■ What is asked:
Quote every entry word for word.

Entries taken from a collection
◇ ◇ ◇ ◇ ◇ ◇ ◇

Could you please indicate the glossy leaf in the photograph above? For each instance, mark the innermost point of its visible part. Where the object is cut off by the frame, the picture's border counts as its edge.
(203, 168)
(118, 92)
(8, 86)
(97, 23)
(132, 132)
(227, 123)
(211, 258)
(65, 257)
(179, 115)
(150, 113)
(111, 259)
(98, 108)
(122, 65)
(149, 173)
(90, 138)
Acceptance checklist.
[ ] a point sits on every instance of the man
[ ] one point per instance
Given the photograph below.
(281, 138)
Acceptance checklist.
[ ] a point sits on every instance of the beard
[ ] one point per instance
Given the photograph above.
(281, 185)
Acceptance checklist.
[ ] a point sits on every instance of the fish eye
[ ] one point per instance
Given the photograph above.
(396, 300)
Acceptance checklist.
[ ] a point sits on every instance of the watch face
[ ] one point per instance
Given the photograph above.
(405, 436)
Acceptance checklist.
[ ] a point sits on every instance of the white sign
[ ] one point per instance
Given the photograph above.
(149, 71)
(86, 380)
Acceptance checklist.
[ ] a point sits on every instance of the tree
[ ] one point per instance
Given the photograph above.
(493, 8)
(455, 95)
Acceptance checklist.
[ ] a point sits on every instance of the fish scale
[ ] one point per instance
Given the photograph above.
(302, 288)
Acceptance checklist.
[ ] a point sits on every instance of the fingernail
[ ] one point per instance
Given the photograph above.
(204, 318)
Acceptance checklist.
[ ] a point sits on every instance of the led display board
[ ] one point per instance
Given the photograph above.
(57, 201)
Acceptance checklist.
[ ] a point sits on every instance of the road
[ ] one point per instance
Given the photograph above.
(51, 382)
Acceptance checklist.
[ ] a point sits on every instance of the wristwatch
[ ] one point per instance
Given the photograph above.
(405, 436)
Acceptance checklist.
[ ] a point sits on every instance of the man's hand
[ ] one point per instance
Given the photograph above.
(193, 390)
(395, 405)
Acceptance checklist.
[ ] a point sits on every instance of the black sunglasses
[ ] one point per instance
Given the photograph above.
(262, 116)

◇ ◇ ◇ ◇ ◇ ◇ ◇

■ The result:
Could you please indicate the glossy leaf in the photograph above? For each instance, mark the innermost point of its visible part. Where the object is cut off by the frame, the picture's border counts as its edge.
(203, 168)
(118, 92)
(8, 86)
(97, 23)
(132, 132)
(227, 123)
(211, 258)
(65, 257)
(179, 115)
(150, 113)
(111, 259)
(98, 108)
(122, 65)
(149, 173)
(90, 138)
Acceptance checklist.
[ ] a point sits on every instance of the man
[ ] one point per instance
Given the photograph below.
(281, 138)
Acceptance checklist.
[ ] a point sits on every instance of the beard
[ ] one point per instance
Given the photograph above.
(281, 185)
Acceptance checklist.
[ ] a point sits on every instance of the fish eye
[ ] one point per instance
Given the photograph above.
(396, 300)
Acceptance checklist.
[ ] a point sits on every instance of the watch face
[ ] one point per instance
Given the photograph above.
(405, 436)
Acceptance checklist.
[ ] a point sits on every instance of the white sign
[ ] one point per instance
Given the photograph above.
(149, 71)
(86, 380)
Acceptance checklist.
[ ] a point sits on every instance of the tree
[ ] one point per instance
Given the photograph above.
(493, 8)
(455, 95)
Acceptance checklist.
[ ] a point sits on every instance of the fish scale
[ ] one point per instance
Given the photograph above.
(302, 288)
Acceptance checklist.
[ ] a point sits on every instance of the fingernail
[ ] one point per instance
Given the photograph above.
(204, 318)
Acceptance checklist.
[ ] a point sits on every instance of the led display board
[ ] one point per instance
Given the photograph above.
(57, 201)
Acceptance checklist.
[ ] a point sits on every instance of the road
[ ] one point per instance
Given the photograph above.
(51, 382)
Acceptance checklist.
[ ] a point sits on every instance of the wristwatch
[ ] one point per instance
Given the photograph above.
(405, 436)
Acceptance checklist.
[ ] a point sits on every instance of the man's hand
[ ] one point per instance
Given the photograph above.
(193, 390)
(395, 405)
Acceptance checklist.
[ ] a point sits on every instance of the black sunglasses
[ ] one point per instance
Given the photograph above.
(262, 116)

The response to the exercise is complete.